[Dataset entries]
=== Section Start ===
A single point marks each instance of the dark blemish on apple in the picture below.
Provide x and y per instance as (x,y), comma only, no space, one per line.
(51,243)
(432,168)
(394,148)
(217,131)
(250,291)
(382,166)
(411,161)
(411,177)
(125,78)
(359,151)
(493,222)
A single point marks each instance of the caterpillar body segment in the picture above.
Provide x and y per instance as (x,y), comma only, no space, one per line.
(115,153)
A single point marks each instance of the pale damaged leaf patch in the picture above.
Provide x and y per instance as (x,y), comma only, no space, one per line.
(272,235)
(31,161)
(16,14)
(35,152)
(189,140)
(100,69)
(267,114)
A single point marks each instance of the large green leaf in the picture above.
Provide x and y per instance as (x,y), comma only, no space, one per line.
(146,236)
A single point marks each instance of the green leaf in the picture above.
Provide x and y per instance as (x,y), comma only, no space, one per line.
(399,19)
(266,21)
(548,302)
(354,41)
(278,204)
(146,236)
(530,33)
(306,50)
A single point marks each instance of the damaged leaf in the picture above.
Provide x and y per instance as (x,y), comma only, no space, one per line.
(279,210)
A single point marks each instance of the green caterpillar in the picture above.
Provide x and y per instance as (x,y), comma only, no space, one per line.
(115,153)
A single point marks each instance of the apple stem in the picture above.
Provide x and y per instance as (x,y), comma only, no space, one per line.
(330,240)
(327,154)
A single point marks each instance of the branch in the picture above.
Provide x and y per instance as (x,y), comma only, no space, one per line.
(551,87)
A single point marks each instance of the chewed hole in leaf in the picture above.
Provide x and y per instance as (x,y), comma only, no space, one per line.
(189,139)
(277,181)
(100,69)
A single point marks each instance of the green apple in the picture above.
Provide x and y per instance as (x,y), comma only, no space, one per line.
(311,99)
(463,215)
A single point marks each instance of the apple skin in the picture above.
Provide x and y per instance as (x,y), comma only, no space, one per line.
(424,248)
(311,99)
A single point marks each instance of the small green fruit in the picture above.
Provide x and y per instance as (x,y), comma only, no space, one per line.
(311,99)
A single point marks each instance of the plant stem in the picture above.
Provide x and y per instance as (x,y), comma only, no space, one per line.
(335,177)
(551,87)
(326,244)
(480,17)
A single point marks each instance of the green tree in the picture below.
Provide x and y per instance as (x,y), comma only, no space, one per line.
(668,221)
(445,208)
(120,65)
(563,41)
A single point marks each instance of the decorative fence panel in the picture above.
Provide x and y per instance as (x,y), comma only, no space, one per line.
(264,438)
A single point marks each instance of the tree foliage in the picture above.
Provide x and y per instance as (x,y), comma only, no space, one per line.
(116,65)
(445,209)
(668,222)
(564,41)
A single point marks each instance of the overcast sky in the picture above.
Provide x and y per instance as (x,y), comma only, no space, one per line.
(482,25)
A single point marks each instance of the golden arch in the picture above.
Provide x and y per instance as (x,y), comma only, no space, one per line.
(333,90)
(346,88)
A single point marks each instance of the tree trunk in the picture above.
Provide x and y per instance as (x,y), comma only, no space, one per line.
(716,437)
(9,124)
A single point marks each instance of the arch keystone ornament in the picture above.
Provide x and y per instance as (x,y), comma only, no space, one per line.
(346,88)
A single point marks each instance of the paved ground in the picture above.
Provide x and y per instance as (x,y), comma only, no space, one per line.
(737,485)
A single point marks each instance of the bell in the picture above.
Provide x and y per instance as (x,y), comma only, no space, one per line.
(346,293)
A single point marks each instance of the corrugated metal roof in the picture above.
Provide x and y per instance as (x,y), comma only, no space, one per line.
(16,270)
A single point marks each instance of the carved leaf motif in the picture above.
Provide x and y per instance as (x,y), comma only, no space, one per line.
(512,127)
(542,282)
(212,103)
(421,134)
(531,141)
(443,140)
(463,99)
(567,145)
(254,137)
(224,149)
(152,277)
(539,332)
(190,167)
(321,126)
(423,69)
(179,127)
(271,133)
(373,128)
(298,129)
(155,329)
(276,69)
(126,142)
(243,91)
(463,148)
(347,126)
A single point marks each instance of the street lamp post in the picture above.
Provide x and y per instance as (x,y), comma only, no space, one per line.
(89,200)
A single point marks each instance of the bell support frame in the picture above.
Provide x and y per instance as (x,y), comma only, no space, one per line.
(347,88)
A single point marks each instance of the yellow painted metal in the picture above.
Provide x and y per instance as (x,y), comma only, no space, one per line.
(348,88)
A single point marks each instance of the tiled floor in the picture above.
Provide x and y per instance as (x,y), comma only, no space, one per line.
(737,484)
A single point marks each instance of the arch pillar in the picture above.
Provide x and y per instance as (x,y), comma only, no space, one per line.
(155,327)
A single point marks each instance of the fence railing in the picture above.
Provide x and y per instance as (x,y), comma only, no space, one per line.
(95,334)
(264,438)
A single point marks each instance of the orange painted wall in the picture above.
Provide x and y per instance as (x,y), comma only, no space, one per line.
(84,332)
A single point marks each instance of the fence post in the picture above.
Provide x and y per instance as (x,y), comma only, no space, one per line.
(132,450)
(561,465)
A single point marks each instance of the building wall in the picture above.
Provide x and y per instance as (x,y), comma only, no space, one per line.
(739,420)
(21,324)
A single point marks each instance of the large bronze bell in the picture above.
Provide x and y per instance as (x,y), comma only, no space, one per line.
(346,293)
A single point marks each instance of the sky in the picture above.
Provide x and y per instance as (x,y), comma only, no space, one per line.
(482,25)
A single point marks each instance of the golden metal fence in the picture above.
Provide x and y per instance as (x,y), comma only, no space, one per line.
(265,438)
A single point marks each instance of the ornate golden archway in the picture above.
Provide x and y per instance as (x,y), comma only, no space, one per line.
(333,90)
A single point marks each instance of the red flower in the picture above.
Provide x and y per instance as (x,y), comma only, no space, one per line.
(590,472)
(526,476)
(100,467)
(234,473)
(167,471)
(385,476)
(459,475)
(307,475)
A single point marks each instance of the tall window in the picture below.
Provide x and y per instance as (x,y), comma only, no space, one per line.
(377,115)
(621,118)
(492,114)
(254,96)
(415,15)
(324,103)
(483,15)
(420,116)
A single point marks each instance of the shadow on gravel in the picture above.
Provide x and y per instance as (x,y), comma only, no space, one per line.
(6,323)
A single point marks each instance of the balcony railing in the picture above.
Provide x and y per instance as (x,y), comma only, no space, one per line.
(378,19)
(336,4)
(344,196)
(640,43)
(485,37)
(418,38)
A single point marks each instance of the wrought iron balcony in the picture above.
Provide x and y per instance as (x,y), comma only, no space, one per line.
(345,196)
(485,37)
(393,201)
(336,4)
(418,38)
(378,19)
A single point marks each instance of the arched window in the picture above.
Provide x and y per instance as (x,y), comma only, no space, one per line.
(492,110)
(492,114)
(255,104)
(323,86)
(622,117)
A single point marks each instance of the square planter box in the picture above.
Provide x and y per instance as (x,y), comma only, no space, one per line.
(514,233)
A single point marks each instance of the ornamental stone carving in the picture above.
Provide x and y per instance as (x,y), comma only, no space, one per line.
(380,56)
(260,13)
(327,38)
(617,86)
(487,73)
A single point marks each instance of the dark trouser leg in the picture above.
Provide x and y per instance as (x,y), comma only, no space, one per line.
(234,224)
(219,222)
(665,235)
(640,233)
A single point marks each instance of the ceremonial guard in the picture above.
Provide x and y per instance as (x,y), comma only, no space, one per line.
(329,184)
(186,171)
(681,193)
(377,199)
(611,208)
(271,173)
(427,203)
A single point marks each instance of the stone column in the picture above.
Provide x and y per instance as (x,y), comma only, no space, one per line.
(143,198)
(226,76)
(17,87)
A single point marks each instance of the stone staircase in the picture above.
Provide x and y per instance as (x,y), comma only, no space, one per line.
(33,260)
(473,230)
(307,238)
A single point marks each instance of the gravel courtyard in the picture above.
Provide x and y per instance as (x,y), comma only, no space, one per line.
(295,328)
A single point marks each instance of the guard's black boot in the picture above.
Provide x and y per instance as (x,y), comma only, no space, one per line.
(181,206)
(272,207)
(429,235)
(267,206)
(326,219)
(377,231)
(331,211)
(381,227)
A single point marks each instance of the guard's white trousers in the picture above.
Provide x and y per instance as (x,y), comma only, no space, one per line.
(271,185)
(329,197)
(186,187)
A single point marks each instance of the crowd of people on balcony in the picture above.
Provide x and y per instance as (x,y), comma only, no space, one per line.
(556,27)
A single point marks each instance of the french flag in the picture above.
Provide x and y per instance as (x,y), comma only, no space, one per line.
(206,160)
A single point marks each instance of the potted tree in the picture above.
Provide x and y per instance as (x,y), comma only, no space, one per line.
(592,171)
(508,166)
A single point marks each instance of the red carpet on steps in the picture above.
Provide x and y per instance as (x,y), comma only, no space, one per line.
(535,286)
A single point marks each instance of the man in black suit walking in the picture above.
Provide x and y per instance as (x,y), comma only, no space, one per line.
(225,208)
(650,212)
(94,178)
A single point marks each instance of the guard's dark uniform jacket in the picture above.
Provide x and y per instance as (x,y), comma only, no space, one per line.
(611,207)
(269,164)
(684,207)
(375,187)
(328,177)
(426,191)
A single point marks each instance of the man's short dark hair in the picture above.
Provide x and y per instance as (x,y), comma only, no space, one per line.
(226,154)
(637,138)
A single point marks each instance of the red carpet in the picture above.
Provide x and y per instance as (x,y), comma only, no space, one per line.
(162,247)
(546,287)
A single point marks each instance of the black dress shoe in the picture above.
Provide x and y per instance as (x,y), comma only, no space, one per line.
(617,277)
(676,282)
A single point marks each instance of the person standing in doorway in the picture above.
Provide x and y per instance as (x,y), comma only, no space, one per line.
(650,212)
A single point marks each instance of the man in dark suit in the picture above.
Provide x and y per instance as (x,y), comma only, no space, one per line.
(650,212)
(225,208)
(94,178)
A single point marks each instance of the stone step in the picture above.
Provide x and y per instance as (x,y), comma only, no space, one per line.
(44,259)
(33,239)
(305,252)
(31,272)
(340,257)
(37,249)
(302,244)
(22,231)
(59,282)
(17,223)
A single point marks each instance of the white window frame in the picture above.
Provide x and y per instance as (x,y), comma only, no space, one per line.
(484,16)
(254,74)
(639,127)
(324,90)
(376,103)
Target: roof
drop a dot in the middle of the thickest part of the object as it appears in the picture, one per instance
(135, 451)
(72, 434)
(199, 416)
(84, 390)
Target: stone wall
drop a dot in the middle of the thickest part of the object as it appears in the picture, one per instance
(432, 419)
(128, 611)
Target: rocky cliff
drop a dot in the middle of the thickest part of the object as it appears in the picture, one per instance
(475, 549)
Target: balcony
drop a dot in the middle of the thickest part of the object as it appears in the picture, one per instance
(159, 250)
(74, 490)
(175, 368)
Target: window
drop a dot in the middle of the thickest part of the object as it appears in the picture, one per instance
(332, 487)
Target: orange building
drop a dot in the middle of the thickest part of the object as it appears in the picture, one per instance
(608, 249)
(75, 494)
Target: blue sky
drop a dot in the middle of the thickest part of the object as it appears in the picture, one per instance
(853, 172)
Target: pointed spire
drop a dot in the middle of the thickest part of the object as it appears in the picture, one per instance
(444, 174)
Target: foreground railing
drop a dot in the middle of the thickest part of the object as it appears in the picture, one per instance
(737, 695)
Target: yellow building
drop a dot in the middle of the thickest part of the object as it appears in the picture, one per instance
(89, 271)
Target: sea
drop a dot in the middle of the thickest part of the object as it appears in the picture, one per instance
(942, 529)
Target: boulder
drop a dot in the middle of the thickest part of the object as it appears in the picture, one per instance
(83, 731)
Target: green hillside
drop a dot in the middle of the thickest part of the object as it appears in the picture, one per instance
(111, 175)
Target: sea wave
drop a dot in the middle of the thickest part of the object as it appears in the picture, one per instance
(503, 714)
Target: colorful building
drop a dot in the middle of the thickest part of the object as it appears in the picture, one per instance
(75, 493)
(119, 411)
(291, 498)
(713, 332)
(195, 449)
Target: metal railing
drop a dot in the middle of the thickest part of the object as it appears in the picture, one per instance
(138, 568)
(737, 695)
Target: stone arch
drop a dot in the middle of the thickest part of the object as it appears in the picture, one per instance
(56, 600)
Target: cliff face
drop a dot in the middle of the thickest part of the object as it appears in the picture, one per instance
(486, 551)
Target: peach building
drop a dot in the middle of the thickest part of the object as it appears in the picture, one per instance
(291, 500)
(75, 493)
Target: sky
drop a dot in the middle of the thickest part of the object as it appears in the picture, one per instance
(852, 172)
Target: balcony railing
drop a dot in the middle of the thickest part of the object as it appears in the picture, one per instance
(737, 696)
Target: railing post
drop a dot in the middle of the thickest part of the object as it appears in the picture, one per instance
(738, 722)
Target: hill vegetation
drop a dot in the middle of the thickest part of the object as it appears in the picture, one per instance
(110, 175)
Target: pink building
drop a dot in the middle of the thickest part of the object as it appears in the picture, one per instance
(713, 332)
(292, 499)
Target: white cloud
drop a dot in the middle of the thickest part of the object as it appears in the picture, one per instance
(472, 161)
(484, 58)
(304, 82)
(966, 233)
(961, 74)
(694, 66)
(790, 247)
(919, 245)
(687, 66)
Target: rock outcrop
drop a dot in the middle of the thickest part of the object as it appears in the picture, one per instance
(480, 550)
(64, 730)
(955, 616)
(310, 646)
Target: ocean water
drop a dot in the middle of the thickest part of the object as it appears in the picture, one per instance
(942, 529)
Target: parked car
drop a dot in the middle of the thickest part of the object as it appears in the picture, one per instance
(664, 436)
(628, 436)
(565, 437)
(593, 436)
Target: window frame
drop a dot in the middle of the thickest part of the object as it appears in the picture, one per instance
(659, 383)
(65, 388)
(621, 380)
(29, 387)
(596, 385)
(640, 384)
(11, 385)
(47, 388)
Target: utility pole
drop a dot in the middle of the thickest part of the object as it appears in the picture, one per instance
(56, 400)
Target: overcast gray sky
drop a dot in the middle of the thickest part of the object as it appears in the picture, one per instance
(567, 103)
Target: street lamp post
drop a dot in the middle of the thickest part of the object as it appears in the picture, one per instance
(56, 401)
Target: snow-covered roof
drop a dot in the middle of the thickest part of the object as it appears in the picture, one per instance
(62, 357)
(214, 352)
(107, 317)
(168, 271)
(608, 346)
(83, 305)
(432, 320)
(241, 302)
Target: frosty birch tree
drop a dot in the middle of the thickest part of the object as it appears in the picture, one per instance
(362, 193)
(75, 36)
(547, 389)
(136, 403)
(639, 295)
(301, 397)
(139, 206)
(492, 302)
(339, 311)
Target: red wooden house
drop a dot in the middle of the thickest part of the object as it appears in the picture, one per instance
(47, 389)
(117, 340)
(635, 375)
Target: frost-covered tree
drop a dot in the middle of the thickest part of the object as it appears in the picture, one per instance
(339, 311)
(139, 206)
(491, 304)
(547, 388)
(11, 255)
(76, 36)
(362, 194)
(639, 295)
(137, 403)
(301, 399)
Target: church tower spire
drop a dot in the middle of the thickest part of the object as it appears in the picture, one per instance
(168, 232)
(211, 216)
=== Section End ===
### TASK DIRECTIONS
For this data, state how many lines include the word "caterpillar", with nothing added.

### OUTPUT BELOW
2